[Start of Attachment]

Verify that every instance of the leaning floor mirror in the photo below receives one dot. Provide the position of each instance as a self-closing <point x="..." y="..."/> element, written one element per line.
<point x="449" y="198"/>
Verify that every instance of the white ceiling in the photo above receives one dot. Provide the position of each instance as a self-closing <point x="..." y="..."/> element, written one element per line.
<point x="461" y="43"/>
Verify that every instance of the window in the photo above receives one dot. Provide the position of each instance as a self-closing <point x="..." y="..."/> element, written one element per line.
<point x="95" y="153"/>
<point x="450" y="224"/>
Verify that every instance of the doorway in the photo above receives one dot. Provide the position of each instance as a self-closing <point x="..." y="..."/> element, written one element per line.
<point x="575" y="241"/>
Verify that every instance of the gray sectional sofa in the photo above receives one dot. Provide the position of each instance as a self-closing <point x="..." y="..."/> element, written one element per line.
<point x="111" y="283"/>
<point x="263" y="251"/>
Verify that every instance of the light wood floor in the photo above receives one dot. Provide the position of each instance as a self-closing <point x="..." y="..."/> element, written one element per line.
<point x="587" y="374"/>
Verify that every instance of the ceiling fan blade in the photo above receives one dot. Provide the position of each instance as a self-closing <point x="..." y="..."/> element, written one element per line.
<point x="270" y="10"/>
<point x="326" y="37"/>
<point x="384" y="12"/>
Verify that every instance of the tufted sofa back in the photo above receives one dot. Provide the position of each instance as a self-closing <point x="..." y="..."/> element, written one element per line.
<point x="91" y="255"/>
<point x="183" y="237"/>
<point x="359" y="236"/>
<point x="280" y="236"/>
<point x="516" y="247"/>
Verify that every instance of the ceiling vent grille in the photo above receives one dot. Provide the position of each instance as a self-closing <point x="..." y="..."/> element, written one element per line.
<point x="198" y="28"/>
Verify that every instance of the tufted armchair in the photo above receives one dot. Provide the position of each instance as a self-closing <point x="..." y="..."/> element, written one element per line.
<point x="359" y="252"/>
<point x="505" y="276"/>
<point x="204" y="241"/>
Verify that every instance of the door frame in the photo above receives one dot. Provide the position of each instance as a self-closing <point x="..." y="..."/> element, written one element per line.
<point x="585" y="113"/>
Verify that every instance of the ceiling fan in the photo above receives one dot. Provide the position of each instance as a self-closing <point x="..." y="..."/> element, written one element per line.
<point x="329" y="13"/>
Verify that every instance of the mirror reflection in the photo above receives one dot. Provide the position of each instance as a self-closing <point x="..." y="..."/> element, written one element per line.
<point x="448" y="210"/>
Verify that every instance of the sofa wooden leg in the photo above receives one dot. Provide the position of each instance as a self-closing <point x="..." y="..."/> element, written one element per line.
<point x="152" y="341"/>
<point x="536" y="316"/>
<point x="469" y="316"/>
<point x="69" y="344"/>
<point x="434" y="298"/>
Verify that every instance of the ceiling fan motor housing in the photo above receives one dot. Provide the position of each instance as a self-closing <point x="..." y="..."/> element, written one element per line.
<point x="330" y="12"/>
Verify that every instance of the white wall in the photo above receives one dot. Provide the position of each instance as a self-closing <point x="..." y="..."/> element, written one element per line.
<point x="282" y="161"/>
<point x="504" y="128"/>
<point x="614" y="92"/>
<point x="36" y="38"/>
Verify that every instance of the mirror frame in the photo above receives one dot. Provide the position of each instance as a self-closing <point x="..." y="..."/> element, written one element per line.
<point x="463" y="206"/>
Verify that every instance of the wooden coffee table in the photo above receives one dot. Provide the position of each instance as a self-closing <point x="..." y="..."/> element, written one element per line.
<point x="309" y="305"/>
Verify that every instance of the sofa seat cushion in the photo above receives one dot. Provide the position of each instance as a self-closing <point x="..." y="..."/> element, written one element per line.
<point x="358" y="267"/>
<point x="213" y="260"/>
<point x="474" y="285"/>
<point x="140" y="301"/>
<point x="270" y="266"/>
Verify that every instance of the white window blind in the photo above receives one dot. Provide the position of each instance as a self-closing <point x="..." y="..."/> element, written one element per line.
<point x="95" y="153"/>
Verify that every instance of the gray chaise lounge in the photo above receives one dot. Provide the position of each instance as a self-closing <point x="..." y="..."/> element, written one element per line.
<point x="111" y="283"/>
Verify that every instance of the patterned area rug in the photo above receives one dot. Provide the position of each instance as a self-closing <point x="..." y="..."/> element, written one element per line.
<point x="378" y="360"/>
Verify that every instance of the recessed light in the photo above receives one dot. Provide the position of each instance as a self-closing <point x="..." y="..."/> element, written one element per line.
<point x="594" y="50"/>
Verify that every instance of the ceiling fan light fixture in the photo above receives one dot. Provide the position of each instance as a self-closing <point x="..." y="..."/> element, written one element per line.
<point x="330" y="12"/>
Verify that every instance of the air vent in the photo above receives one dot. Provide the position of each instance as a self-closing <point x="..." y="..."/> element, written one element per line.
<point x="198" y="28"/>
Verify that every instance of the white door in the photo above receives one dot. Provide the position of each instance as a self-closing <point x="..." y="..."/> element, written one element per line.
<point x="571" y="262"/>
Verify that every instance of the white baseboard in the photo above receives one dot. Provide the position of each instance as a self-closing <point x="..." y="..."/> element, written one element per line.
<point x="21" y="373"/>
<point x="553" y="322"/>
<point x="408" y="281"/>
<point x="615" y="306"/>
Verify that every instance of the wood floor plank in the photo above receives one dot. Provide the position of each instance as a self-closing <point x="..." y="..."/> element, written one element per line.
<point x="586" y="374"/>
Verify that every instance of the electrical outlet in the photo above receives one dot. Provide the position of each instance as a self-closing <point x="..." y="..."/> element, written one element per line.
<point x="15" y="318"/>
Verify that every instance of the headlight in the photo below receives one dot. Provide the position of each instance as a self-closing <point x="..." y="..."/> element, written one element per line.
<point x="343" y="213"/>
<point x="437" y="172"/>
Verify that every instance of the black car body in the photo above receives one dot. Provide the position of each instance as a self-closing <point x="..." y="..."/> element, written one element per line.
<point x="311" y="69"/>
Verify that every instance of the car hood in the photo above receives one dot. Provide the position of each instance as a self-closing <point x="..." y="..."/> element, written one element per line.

[End of Attachment]

What you are asked to do: Return the material exactly. Leave out no line.

Exercise answer:
Verify that every instance of the leaning floor mirror in the photo below receives one dot. Provide the position of each instance as a self-closing <point x="..." y="..."/> element, written one element per line.
<point x="449" y="198"/>
Verify that every instance of the white ceiling in the photo above receives one dot. Provide the position of each instance as a self-closing <point x="..." y="..."/> element, written one element per line.
<point x="461" y="43"/>
Verify that every instance of the window in the photo above receives one dot. Provide the position of each instance as a self-closing <point x="..." y="..."/> element, written one element per line.
<point x="95" y="153"/>
<point x="450" y="224"/>
Verify that every instance of the doorway in the photo above receives one dot. Provide the position of each instance as a self-closing <point x="..." y="..."/> element, written one element per line.
<point x="575" y="241"/>
Verify that every instance of the gray sectional sofa in the photo above receives one dot. Provide the position of each instance as a self-closing <point x="..." y="..."/> element, written one element per line.
<point x="111" y="283"/>
<point x="263" y="251"/>
Verify that every instance of the light wood floor in the photo above receives one dot. Provide the position of each instance as a self-closing <point x="..." y="..."/> element, written one element per line.
<point x="587" y="374"/>
Verify that every instance of the ceiling fan blade in the photo above receives one dot. Provide the position of each instance as a self-closing <point x="..." y="..."/> element, written one element per line.
<point x="270" y="10"/>
<point x="326" y="37"/>
<point x="384" y="12"/>
Verify that every instance of the tufted sofa back in the photo above receives one dot. Provide the position of each instance as a self-closing <point x="..." y="..."/> element, written one element per line.
<point x="91" y="255"/>
<point x="183" y="237"/>
<point x="359" y="236"/>
<point x="280" y="236"/>
<point x="516" y="247"/>
Verify that every instance of the ceiling vent grille in the photo above receives one dot. Provide the position of each instance as a self-closing <point x="..." y="..."/> element, written one element per line.
<point x="198" y="28"/>
Verify that every instance of the tufted armchair in the photo above receives one dot. Provide the position of each instance as a self-closing <point x="..." y="..."/> element, written one element per line.
<point x="359" y="252"/>
<point x="505" y="276"/>
<point x="204" y="241"/>
Verify that every instance of the door frame in the photo above receives one dot. Provide the position of each instance as a self-closing <point x="..." y="..."/> element, written one element per line.
<point x="585" y="113"/>
Verify that every instance of the ceiling fan in the photo above receives one dot. Provide the position of each instance as a self-closing <point x="..." y="..."/> element, written one element per line.
<point x="329" y="13"/>
Verify that every instance of the mirror reflection in the photo above receives one dot. Provide the position of each instance as a self-closing <point x="..." y="..."/> element, written one element per line.
<point x="448" y="210"/>
Verify that every instance of the sofa wooden leg in the photo above receives one dot. Provide the position of each instance as a self-closing <point x="..." y="..."/> element, written one element per line.
<point x="152" y="341"/>
<point x="536" y="316"/>
<point x="469" y="316"/>
<point x="69" y="344"/>
<point x="434" y="298"/>
Verify that every instance of the ceiling fan motor housing in the photo above receives one dot. Provide the position of each instance as a self-closing <point x="..." y="..."/> element, written one element per line.
<point x="330" y="12"/>
Verify that every instance of the white wall in the photo above receives one dot. Provide the position of each instance as a self-closing <point x="..." y="..."/> element, written one element per line.
<point x="282" y="161"/>
<point x="504" y="128"/>
<point x="614" y="92"/>
<point x="36" y="38"/>
Verify that every instance of the mirror frame in the photo above receives one dot. Provide the position of each instance as a self-closing <point x="..." y="..."/> element, written one element per line.
<point x="463" y="206"/>
Verify that every instance of the wooden coffee table in the photo above receives one dot. Provide the position of each instance as a self-closing <point x="..." y="..."/> element, written one element per line.
<point x="309" y="305"/>
Verify that every instance of the sofa seat cushion in the photo above receives one dot. Provide the position of each instance as a self-closing <point x="..." y="..."/> element, written one element per line.
<point x="358" y="267"/>
<point x="213" y="260"/>
<point x="474" y="285"/>
<point x="140" y="301"/>
<point x="270" y="266"/>
Verify that every instance of the white window blind in the photo above receives one dot. Provide the position of each instance as a self-closing <point x="..." y="..."/> element, written one element per line.
<point x="95" y="153"/>
Verify that every instance of the gray chaise lounge in the photo above receives one dot. Provide the position of each instance as a self-closing <point x="..." y="..."/> element, written one element per line.
<point x="111" y="283"/>
Verify that every instance of the patterned area rug in the photo above receives one dot. Provide the position of each instance as a self-closing <point x="..." y="..."/> element, written one element per line.
<point x="378" y="360"/>
Verify that every instance of the recessed light in the photo above receives one dot. Provide the position of each instance as a self-closing <point x="..." y="..."/> element, written one element per line.
<point x="594" y="50"/>
Verify that every instance of the ceiling fan light fixture in the photo above receives one dot. Provide the position of each instance as a self-closing <point x="..." y="..."/> element, written one element per line.
<point x="330" y="12"/>
Verify that every instance of the air vent in the photo above receives one dot. Provide the position of each instance as a self-closing <point x="..." y="..."/> element, written one element per line.
<point x="198" y="28"/>
Verify that every instance of the white door in the photo above receives one dot. Provide the position of each instance as a self-closing <point x="..." y="..."/> element, written one element per line.
<point x="571" y="262"/>
Verify that every instance of the white baseboard in the photo above receives one dot. Provide the position of each instance as a self-closing <point x="..." y="..."/> element, written one element per line.
<point x="21" y="373"/>
<point x="553" y="322"/>
<point x="408" y="281"/>
<point x="615" y="306"/>
Verify that every instance of the wood floor plank in the photo above receives one dot. Provide the position of each instance as a self-closing <point x="..." y="..."/> element, written one element per line.
<point x="586" y="374"/>
Verify that every instance of the electrical outlet in the photo above receives one dot. Provide the position of each instance as a self-closing <point x="..." y="..."/> element, written one element per line.
<point x="15" y="318"/>
Verify that every instance of the headlight in the photo below receives one dot. Provide the position of each instance as a self-closing <point x="..." y="..."/> element, written one element per line.
<point x="343" y="213"/>
<point x="437" y="172"/>
Verify that every instance of the black car body in the photo above receives one dot. Provide the position of each instance as a self-closing <point x="..." y="..."/> element, written one element per line.
<point x="311" y="69"/>
Verify that every instance of the car hood in the photo above receives one dot. Provide the position of each instance as a self-closing <point x="..." y="..."/> element, written one element per line.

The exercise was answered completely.